*Tasks to complete*
1. In the piece on the song "Signs," where did Tesla's 1990 cover peak on the Billboard Hot 100?
2. Drawing on the piece on the song "Signs," explain what led Les Emmerson to fill the lyrics with signs.

“Signs” (Five Man Electrical Band)

Today’s classic 1971 song of the day is “Signs” by a Canadian group called Five Man Electrical Band. Released in May of 1971, the single hit #8 on the Billboard Hot 100.

“Signs” is one of those early ’70s hippie songs about a bunch of long hairs traveling around the country and observing life around them. In this case, songwriter Les Emmerson, the band’s frontman, was driving Route 66 in California and became annoyed at how the beautiful scenery was increasingly obscured by a plentitude of obtrusive signs.

Emmerson catalogued some of those signs in the song’s lyrics, including:

  • A sign that said “Long-haired freaky people need not apply” for a job opening
  • A sign outside a house that said “Anybody caught trespassin’ will be shot on sight”
  • A sign at a restaurant that said “You got to have a shirt and tie to get a seat”
  • A sign at some establishment that said “You got to have a membership card to get inside”
  • A more welcoming sign at a church that said “Everybody welcome, come in, kneel down and pray”

In response to that last sign, the narrator, who didn’t have a penny to pay, took out a pen and paper and made up his own little sign that said, “Thank you, Lord, for thinkin’ ’bout me, I’m alive and doin’ fine.” Pretty typical late-60s/early-70s long-haired hippie counterculture thinking, which is probably why the single was so popular.

In 1990, the band Tesla covered “Signs” for their Five Man Acoustical Jam album. That version did slightly better on the charts than the original, peaking at #3 on the Billboard Hot 100.

As to the so-called Five Man Electrical Band, the band was formed way back in 1963 as the Staccatos, changing their name in 1968. They had several Canadian-only hits, under both their old and new names, as well as a second cross-border hit with “Absolutely Right,” later in 1971.

The group disbanded in 1975 after losing all but two of their original members. (Tough for a two-member band to bill themselves as a Five Man band.) Les Emmerson, who wrote “Signs,” passed away of COVID-19 in December, 2021; he was 77 years old at the time.

*Data*
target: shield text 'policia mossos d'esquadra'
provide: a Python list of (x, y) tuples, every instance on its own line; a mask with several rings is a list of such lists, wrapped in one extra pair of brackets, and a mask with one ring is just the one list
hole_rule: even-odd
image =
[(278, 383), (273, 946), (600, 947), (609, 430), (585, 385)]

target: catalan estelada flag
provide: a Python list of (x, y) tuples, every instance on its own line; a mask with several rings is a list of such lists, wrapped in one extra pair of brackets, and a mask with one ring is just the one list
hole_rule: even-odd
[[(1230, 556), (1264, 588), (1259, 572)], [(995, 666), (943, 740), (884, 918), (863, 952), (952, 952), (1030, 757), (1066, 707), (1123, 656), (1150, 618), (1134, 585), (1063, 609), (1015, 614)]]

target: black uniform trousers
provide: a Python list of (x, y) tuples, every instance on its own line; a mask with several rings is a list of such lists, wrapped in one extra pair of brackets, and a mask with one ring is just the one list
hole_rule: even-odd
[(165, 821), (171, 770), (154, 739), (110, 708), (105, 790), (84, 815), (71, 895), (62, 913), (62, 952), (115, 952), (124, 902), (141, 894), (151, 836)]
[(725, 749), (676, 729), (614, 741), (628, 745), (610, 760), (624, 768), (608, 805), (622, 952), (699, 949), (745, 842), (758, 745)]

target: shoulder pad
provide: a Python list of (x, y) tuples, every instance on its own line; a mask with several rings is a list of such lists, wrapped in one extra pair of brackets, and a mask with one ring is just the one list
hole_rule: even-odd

*List of solutions*
1. It peaked at #3.

2. While driving Route 66 in California, Emmerson became annoyed that the beautiful scenery was increasingly obscured by a plentitude of obtrusive signs. He then catalogued some of those signs in the song's lyrics.